INPUT ROWS:
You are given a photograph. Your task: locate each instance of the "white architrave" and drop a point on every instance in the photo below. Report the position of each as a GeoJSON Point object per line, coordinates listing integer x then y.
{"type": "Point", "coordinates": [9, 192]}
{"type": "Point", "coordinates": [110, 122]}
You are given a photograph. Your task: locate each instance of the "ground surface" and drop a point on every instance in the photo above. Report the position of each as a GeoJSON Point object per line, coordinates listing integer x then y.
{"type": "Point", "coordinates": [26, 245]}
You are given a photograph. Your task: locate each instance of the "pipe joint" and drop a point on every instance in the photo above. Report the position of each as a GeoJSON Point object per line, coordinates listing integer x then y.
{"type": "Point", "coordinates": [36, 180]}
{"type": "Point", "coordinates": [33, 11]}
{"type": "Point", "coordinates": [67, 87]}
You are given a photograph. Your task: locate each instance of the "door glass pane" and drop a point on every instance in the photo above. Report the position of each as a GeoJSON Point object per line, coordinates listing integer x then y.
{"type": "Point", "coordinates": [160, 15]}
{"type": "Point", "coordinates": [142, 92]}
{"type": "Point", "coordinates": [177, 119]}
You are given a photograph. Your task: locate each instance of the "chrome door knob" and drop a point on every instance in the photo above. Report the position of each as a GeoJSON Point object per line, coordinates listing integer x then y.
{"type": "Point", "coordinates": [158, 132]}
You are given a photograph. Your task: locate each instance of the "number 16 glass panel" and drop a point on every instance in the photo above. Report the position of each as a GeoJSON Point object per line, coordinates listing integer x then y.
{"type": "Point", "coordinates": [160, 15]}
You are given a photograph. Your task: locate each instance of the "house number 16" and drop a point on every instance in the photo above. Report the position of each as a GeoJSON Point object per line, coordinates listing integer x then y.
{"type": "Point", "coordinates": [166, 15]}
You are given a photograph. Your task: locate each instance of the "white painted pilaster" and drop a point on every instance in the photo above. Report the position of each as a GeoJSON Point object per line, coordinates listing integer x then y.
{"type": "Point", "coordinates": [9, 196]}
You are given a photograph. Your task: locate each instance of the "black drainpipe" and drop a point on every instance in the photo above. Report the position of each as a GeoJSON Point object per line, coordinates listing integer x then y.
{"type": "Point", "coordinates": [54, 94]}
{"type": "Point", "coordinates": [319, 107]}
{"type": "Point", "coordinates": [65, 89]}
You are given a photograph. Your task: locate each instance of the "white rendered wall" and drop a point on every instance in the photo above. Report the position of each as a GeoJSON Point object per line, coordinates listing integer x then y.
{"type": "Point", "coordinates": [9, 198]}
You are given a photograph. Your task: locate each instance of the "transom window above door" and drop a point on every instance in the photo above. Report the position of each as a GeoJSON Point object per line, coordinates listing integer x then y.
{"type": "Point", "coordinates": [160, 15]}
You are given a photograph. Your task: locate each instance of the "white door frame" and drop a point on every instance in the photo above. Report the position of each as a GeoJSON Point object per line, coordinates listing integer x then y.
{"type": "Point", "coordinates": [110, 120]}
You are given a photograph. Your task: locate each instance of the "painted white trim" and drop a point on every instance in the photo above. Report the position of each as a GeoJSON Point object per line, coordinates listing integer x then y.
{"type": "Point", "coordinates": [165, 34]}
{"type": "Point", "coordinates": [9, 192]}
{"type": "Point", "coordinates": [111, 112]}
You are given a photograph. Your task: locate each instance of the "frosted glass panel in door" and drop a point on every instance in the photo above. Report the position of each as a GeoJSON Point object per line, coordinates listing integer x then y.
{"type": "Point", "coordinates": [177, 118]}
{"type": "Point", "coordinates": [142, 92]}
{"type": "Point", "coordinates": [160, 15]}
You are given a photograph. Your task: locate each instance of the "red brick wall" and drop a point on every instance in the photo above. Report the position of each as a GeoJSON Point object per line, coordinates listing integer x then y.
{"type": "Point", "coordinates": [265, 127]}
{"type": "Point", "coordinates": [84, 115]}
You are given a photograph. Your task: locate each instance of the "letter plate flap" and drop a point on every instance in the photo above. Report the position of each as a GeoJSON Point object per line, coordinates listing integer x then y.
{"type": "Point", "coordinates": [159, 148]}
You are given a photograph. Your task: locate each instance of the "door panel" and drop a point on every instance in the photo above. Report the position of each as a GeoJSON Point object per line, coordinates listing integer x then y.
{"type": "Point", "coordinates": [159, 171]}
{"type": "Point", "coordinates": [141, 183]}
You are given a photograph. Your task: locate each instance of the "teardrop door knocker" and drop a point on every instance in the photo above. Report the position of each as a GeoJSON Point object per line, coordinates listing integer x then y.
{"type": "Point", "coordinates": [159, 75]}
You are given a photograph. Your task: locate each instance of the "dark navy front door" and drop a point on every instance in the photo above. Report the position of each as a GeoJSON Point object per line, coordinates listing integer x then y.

TASK DIRECTIONS: All of the entries need to be reproduced exactly; please write them out.

ANSWER TO THIS TASK:
You are given a photograph. Your task: locate each instance of the "white architrave" and drop a point on every instance in the photo below. Report the position of each as a GeoJSON Point object per line, coordinates listing integer x then y.
{"type": "Point", "coordinates": [9, 192]}
{"type": "Point", "coordinates": [110, 122]}
You are given a photograph. Your task: locate each instance of the "ground surface" and drop a point on every instance in the photo above. Report the position of each as a GeoJSON Point object per line, coordinates listing integer x then y.
{"type": "Point", "coordinates": [26, 245]}
You are given a photograph. Your task: locate each instance of the "pipe joint" and drop a point on every instance in the photo above. Report the position of each as a GeoJSON Point object per line, coordinates listing integer x then y.
{"type": "Point", "coordinates": [36, 180]}
{"type": "Point", "coordinates": [33, 11]}
{"type": "Point", "coordinates": [67, 87]}
You are given a photograph. Your task: locate each instance of the "door glass pane" and drop a point on every instance in the photo above. Report the position of each as a GeoJSON Point object per line, coordinates listing integer x then y.
{"type": "Point", "coordinates": [160, 15]}
{"type": "Point", "coordinates": [142, 92]}
{"type": "Point", "coordinates": [177, 119]}
You are given a photograph. Your task: locate each instance of the "chrome door knob" and drop a point on every instance in the photo above. Report the position of each as a GeoJSON Point object per line, coordinates listing integer x then y.
{"type": "Point", "coordinates": [158, 132]}
You are given a photograph. Your task: locate each instance of the "number 16 glass panel" and drop a point on every instance in the photo above. Report the position of each as a GeoJSON Point object per line, coordinates listing integer x then y.
{"type": "Point", "coordinates": [160, 15]}
You are given a photograph. Your task: locate each instance of the "house number 16" and drop a point on every instance in the photo above. Report the position of each as a GeoJSON Point object per line, coordinates listing integer x then y.
{"type": "Point", "coordinates": [166, 15]}
You are given a photograph. Your task: locate each instance of the "white painted pilaster" and drop a point on every instance in the photo above. Report the position of each as a GeoJSON Point object per line, coordinates listing integer x then y.
{"type": "Point", "coordinates": [9, 196]}
You are given a photograph. Your task: locate each instance of the "black drainpipe" and drop a point on every instance in the photo above. Report the position of each as a GeoJSON Point object per line, coordinates listing integer x then y.
{"type": "Point", "coordinates": [54, 94]}
{"type": "Point", "coordinates": [319, 107]}
{"type": "Point", "coordinates": [65, 89]}
You are given a photograph. Your task: locate each instance of the "white rendered wall" and drop a point on every instance in the photo above. Report the position of each as a GeoJSON Point object per line, coordinates listing integer x then y.
{"type": "Point", "coordinates": [9, 198]}
You are given a photograph. Your task: locate each instance of the "transom window above door" and drop a point on every instance in the photo above. Report the position of each as a GeoJSON Point object per line, coordinates listing integer x then y.
{"type": "Point", "coordinates": [160, 15]}
You are given a photograph. Your task: locate each instance of the "white door frame" and drop a point on every instance in the photo above. Report the position of each as a GeoJSON Point object per line, coordinates listing integer x then y.
{"type": "Point", "coordinates": [110, 120]}
You are given a photograph. Your task: locate each instance of the "painted white trim" and drop a point on every instance in the photo above. Report the position of each as a GeoJSON Point object per line, coordinates listing integer x then y.
{"type": "Point", "coordinates": [165, 34]}
{"type": "Point", "coordinates": [9, 192]}
{"type": "Point", "coordinates": [111, 112]}
You are given a photograph. Your task: locate each instance of the "frosted glass panel in door" and drop a point on every instance in the photo above. Report the position of each as a GeoJSON Point object per line, coordinates listing integer x then y.
{"type": "Point", "coordinates": [177, 118]}
{"type": "Point", "coordinates": [142, 92]}
{"type": "Point", "coordinates": [160, 15]}
You are given a photograph. Your task: locate each instance of the "red brick wall" and drop a point on every instance in the photo above. Report the position of each as a GeoJSON Point object per line, coordinates listing integer x then y.
{"type": "Point", "coordinates": [265, 127]}
{"type": "Point", "coordinates": [84, 115]}
You are given a photograph. Your task: locate each instance of the "letter plate flap" and drop a point on every instance in the photo above. Report the position of each as a GeoJSON Point object per line, coordinates listing integer x then y.
{"type": "Point", "coordinates": [159, 148]}
You are given a photograph. Your task: locate each instance of the "door panel" and drop a point on every instance in the photo above. Report the position of each as a GeoJSON Point object per line, coordinates listing integer x then y.
{"type": "Point", "coordinates": [159, 171]}
{"type": "Point", "coordinates": [141, 183]}
You are given a photograph. Your task: locate each instance of the "teardrop door knocker" and drop a point on every instance in the photo above. Report the position of each as a GeoJSON Point object per line, coordinates listing integer x then y.
{"type": "Point", "coordinates": [159, 75]}
You are given a photograph. Your task: locate each instance of the "dark navy front door" and drop a point on every instance in the photo above. Report the position of each as a GeoJSON Point object per line, coordinates listing integer x then y.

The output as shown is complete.